### Your instructions
In your copy, include every line of the listing below exactly but none of the pictures.

### Data rows
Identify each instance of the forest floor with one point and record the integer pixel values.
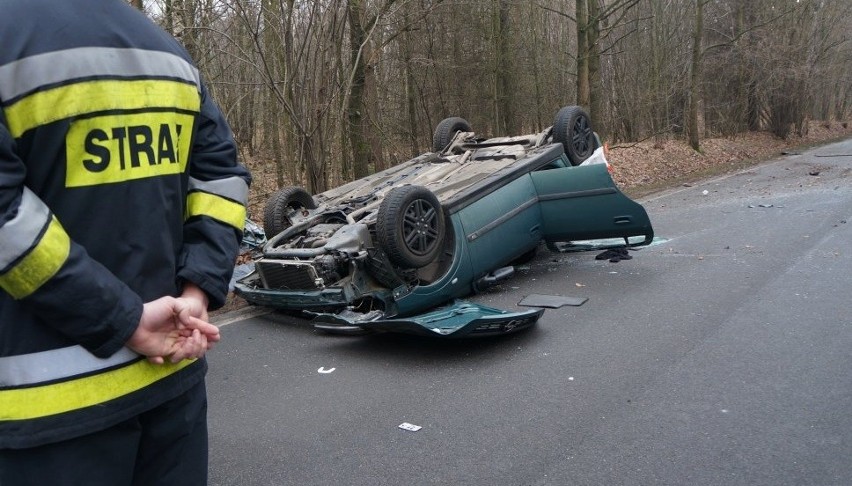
(646, 167)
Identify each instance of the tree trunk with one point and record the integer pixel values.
(593, 49)
(503, 99)
(358, 139)
(582, 54)
(694, 81)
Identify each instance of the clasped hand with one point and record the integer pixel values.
(173, 328)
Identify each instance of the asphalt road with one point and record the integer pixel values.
(721, 356)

### Full solution
Identify each instance of the forest floor with one point and record the integer pixel values.
(646, 167)
Identify each instance of the tree trunk with one point and record the integer pixel values.
(593, 49)
(503, 99)
(358, 139)
(582, 54)
(694, 81)
Identify each instance of the clasped hand with one point and record the integer pixel values.
(173, 328)
Identify each instance of the asphalt road with one point and record the integer pixel values.
(721, 356)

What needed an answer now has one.